# Problem to solve
What is wanted is the line holding "Provide one point per instance of the tomato" and every later line through the end of the entries, set down exactly.
- - - - - - -
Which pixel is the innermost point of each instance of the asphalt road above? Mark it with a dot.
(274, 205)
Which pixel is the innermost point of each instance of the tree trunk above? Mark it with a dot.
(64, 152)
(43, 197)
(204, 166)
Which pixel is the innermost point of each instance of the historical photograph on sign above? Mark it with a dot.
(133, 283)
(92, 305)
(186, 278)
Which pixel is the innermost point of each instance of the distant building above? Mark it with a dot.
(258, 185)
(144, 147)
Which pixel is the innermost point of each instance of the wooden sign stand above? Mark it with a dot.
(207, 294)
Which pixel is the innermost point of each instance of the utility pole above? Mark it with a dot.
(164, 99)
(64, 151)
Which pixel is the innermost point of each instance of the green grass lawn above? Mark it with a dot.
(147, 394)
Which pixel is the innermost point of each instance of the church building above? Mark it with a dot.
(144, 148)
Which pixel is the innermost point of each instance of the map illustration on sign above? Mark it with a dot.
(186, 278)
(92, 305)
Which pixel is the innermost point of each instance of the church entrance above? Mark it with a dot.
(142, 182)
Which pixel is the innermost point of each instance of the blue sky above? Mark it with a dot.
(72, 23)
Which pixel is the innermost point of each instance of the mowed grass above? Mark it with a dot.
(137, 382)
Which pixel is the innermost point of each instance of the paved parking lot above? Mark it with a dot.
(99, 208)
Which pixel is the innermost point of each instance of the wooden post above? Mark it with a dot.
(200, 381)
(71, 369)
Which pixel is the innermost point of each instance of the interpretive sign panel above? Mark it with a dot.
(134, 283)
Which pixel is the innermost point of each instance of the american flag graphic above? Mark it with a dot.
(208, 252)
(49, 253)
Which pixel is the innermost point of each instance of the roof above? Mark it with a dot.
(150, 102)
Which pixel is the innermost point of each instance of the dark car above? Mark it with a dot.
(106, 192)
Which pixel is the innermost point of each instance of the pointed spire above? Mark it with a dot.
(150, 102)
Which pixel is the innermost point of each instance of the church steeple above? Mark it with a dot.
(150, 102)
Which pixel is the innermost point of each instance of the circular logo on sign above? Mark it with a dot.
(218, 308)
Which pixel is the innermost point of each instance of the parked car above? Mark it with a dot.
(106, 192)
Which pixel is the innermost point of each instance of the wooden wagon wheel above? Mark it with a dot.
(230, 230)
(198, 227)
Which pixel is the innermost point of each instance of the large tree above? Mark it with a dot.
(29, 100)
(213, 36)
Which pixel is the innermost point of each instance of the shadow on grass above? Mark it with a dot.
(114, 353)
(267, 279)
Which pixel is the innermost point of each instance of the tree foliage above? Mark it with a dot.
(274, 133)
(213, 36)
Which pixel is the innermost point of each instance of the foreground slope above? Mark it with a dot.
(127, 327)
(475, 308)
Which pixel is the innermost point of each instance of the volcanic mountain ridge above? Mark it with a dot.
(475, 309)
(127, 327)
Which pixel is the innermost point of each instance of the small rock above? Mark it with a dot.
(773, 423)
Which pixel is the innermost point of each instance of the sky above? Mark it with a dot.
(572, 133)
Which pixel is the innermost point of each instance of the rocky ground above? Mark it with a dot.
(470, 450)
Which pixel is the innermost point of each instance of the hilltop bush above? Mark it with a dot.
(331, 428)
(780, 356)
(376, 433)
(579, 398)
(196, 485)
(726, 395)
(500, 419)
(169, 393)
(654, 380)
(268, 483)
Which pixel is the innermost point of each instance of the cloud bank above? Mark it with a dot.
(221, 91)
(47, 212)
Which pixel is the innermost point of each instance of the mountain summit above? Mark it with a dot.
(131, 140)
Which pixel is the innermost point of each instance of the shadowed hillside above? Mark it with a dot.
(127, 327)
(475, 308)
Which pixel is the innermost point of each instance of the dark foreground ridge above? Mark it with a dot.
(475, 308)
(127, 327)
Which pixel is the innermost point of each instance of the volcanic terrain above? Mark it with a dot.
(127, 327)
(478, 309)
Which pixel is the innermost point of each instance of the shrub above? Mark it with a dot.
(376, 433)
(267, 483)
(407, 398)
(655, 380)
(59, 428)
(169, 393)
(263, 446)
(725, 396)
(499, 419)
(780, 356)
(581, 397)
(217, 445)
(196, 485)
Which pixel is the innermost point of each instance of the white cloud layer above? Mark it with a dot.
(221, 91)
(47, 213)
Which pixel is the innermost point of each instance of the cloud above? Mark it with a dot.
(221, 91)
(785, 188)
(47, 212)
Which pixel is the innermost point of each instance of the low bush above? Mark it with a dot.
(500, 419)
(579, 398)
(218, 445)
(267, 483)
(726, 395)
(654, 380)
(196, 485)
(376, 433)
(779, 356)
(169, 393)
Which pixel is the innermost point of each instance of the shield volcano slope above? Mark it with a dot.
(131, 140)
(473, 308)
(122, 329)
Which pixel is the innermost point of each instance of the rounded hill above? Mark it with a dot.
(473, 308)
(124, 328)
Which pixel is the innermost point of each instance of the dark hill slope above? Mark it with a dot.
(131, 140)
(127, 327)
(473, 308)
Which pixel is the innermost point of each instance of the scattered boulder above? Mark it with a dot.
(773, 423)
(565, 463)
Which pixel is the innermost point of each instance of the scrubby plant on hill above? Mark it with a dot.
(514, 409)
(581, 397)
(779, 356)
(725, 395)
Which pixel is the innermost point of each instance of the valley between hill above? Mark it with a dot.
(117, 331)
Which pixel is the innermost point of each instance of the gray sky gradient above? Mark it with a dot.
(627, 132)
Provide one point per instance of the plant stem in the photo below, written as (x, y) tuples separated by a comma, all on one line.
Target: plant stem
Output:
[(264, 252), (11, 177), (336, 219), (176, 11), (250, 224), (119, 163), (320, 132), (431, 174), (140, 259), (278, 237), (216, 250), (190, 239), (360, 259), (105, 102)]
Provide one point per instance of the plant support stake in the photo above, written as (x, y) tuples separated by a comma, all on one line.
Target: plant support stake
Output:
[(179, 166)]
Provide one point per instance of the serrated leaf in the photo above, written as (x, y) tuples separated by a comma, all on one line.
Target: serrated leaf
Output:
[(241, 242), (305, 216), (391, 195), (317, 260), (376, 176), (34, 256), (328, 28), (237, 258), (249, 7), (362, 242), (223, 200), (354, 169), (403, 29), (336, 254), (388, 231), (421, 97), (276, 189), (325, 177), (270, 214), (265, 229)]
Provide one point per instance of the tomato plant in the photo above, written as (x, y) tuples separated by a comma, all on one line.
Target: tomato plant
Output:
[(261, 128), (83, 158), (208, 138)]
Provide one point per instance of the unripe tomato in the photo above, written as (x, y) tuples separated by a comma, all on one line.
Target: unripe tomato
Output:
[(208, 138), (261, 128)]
- - - - - - -
# Answer box
Provide one point per instance of the tomato plant in the photo above, written as (x, y) tuples separated by a comma, all on one line.
Target: tomato plant
Output:
[(261, 128), (83, 158), (208, 138)]
Provide one point per instance of the unripe tomato in the photo above, written as (x, y) tuples separated by a comma, all on one line.
Target: unripe tomato
Output:
[(208, 138), (261, 128)]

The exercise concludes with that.